EXERCISE DETAILS. Would you give the entries below again, precisely as they are written?

BEGIN DATA FOR PROCESSING

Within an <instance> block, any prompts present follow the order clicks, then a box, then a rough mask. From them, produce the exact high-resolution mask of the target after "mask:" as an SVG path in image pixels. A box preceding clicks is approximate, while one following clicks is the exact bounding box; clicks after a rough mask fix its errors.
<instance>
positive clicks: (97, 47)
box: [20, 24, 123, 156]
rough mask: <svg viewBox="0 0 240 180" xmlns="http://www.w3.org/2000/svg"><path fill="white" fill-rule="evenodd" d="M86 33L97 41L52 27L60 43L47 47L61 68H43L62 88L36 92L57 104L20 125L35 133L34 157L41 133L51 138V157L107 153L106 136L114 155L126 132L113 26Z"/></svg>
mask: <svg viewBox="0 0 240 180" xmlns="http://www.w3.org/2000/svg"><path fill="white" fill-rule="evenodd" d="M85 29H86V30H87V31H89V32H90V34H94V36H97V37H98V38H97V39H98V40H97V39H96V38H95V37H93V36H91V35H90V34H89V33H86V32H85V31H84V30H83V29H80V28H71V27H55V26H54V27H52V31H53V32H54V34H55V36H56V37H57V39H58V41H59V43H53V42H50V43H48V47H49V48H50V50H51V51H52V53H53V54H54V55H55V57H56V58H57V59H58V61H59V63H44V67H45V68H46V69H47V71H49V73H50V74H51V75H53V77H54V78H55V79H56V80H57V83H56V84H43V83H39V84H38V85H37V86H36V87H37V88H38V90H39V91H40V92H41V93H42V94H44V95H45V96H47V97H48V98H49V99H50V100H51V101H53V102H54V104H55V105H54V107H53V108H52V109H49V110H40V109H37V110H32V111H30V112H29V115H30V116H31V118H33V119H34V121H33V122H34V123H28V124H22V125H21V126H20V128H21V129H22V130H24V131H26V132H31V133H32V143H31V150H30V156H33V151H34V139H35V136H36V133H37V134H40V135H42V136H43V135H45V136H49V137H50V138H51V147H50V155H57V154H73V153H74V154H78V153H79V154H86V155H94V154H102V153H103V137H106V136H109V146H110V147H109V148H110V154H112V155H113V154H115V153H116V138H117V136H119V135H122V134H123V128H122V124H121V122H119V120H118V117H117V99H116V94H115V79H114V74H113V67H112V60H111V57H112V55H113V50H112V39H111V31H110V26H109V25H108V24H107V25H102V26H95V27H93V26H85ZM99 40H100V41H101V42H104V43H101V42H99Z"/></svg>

END DATA FOR PROCESSING

TASK RESPONSE.
Within an <instance> block, any prompts present follow the order clicks, then a box, then a rough mask. From them, produce the exact high-resolution mask of the target after "mask:" as an SVG path in image pixels. A box preceding clicks is approximate, while one following clicks is the exact bounding box; clicks after a rough mask fix its errors.
<instance>
positive clicks: (97, 47)
box: [20, 24, 123, 156]
rough mask: <svg viewBox="0 0 240 180" xmlns="http://www.w3.org/2000/svg"><path fill="white" fill-rule="evenodd" d="M86 33L97 41L52 27L60 43L47 47L61 68H43L62 88L36 92L57 104L20 125L35 133L34 157L41 133L51 138V157L107 153L106 136L114 155L126 132L113 26Z"/></svg>
mask: <svg viewBox="0 0 240 180" xmlns="http://www.w3.org/2000/svg"><path fill="white" fill-rule="evenodd" d="M85 29H86V30H87V31H89V32H90V34H94V36H97V37H98V38H97V39H98V40H97V39H96V38H95V37H93V36H91V35H90V34H89V33H86V32H85V31H84V30H83V29H80V28H71V27H55V26H54V27H52V31H53V32H54V34H55V36H56V37H57V39H58V41H59V43H53V42H50V43H48V47H49V48H50V50H51V51H52V53H53V54H54V55H55V57H56V58H57V59H58V61H59V63H44V67H45V68H46V69H47V71H49V73H50V74H51V75H53V77H54V78H55V79H56V80H57V83H56V84H43V83H39V84H38V85H37V86H36V87H37V88H38V90H39V91H40V92H41V93H42V94H44V95H45V96H47V97H48V98H49V99H50V100H51V101H53V102H54V104H55V105H54V107H53V108H52V109H49V110H40V109H37V110H32V111H30V112H29V115H30V116H31V118H33V119H34V121H33V122H34V123H28V124H22V125H21V126H20V128H21V129H22V130H24V131H26V132H31V133H32V143H31V150H30V156H33V151H34V139H35V136H36V133H37V134H40V135H42V136H43V135H45V136H49V137H50V138H51V147H50V155H57V154H73V153H74V154H78V153H79V154H86V155H94V154H102V153H103V137H106V136H109V146H110V147H109V148H110V154H112V155H113V154H115V153H116V138H117V136H119V135H122V134H123V128H122V124H121V122H119V120H118V117H117V99H116V94H115V79H114V74H113V67H112V60H111V57H112V55H113V50H112V39H111V31H110V26H109V25H108V24H107V25H102V26H95V27H93V26H85ZM99 40H100V41H101V42H104V43H101V42H99Z"/></svg>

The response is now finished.